The data |
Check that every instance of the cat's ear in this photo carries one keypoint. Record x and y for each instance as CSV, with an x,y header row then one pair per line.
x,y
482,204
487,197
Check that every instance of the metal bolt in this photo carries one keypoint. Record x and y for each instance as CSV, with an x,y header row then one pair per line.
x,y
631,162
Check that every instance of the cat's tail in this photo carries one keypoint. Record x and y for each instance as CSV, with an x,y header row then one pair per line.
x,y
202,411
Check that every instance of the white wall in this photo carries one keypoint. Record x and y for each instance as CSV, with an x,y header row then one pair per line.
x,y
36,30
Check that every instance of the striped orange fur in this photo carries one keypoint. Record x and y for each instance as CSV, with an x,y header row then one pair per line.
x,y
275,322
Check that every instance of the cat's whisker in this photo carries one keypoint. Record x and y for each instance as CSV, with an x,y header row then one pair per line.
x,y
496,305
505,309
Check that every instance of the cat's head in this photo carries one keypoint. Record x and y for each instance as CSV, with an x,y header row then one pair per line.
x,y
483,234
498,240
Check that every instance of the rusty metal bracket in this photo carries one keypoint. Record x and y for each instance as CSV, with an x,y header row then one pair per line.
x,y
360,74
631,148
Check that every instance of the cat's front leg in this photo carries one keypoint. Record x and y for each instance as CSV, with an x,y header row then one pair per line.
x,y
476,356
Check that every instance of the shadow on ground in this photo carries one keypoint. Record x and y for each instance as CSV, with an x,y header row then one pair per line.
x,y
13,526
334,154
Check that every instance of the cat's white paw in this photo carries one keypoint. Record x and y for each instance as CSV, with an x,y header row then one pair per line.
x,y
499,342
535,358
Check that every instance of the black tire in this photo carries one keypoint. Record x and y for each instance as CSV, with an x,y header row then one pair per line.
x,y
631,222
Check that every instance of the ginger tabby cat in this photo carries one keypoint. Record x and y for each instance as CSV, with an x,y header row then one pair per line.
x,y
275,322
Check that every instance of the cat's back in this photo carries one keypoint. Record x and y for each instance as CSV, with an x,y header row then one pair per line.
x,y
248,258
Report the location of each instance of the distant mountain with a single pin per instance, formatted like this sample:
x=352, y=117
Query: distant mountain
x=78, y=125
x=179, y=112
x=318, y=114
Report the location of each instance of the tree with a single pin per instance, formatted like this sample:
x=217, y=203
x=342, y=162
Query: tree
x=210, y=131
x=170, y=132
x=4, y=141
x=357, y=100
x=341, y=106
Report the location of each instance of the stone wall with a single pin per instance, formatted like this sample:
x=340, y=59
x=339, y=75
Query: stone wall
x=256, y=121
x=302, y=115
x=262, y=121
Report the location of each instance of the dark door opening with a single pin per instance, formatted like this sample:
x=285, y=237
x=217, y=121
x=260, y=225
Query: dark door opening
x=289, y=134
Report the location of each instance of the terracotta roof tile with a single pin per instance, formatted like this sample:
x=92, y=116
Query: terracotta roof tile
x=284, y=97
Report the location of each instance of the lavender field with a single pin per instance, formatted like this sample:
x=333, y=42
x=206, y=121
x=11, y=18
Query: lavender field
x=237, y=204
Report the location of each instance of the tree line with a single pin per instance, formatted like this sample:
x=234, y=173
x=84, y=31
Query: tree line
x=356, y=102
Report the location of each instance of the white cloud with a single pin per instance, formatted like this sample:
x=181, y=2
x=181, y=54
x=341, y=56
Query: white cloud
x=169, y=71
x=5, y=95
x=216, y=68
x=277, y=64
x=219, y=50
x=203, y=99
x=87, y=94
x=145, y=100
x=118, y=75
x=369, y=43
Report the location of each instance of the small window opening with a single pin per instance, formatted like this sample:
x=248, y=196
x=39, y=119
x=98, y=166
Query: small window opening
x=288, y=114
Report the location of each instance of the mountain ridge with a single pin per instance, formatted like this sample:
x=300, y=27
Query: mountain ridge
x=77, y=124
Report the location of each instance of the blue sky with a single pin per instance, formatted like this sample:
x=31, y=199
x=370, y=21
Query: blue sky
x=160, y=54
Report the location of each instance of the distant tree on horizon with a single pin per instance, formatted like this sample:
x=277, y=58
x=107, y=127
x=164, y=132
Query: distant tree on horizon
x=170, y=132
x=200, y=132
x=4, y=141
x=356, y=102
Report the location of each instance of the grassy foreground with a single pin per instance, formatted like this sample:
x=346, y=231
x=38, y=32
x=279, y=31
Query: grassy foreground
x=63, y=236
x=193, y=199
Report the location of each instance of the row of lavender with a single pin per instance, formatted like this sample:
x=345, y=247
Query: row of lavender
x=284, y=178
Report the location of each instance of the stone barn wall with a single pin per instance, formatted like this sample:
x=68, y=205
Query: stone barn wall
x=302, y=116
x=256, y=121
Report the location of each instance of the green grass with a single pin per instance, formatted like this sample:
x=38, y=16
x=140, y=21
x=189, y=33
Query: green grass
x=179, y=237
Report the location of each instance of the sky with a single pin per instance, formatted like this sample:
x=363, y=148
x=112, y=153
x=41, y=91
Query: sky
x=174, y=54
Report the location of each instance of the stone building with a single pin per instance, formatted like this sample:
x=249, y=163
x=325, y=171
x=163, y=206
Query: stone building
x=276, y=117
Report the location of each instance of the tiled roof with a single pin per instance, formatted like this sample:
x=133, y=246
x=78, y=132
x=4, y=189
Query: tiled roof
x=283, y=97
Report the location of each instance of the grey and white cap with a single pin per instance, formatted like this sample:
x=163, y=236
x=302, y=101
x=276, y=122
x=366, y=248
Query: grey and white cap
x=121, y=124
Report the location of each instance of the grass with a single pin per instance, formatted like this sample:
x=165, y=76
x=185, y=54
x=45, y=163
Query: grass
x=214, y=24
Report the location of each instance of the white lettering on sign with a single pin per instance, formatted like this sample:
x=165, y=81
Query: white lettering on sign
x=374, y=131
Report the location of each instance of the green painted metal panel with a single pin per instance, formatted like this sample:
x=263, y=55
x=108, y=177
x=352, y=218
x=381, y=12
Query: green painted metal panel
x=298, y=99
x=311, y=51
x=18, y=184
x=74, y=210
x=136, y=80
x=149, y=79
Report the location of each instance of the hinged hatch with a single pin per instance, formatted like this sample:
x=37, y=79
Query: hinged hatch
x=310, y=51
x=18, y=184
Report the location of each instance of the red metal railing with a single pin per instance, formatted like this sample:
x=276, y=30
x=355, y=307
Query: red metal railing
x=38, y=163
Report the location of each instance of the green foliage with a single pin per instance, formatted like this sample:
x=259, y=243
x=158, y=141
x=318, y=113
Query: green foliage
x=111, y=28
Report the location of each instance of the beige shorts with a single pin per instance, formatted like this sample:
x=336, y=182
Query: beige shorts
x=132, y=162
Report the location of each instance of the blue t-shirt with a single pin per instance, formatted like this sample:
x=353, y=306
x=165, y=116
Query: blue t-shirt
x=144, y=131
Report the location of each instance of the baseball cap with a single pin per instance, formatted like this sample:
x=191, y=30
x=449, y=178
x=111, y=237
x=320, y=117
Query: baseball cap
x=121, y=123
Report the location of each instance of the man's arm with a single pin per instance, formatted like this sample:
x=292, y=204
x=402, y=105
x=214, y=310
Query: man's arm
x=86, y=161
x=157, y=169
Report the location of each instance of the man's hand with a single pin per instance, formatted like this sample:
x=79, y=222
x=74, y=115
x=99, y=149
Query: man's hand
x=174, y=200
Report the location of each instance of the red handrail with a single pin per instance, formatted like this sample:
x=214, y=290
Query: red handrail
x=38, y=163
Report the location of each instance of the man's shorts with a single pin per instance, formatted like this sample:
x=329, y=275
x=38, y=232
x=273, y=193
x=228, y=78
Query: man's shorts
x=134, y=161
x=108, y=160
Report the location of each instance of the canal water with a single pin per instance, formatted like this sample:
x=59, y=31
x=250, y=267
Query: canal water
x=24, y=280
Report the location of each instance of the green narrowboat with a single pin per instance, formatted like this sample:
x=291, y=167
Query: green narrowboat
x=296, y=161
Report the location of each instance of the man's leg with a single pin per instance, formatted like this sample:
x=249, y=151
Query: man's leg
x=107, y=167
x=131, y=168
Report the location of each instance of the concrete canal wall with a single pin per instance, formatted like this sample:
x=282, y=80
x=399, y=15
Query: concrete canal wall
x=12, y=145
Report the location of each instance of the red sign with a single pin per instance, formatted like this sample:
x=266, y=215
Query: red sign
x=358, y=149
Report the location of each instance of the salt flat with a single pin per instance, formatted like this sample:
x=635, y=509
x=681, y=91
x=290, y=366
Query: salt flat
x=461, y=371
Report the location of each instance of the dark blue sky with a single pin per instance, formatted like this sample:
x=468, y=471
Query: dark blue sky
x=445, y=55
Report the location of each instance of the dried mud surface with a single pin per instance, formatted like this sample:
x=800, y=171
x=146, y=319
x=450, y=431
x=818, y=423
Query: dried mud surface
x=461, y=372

What you need to do | Of the entries listed above, reproduce only the lines starting at the line containing "Report the location of each instance of the stone barn" and ending at the line containing "Report the location of each instance of the tiled". Include both, exactly as they stand.

Exercise answer |
Report the location of each instance of the stone barn wall with a single pin per instance, formatted like this sample:
x=68, y=205
Query: stone barn wall
x=302, y=116
x=256, y=121
Report the location of each instance of the green grass with a single pin per instance, formatted like this sample:
x=38, y=16
x=140, y=21
x=189, y=33
Query: green grass
x=179, y=237
Report the location of each instance of the sky with a single pin per instance, formatted like this sample:
x=363, y=148
x=112, y=153
x=41, y=91
Query: sky
x=174, y=54
Report the location of each instance of the stone building with a single pin per instance, formatted like this sample:
x=249, y=163
x=325, y=171
x=163, y=206
Query: stone building
x=276, y=117
Report the location of each instance of the tiled roof with a single pin per instance, formatted like this sample:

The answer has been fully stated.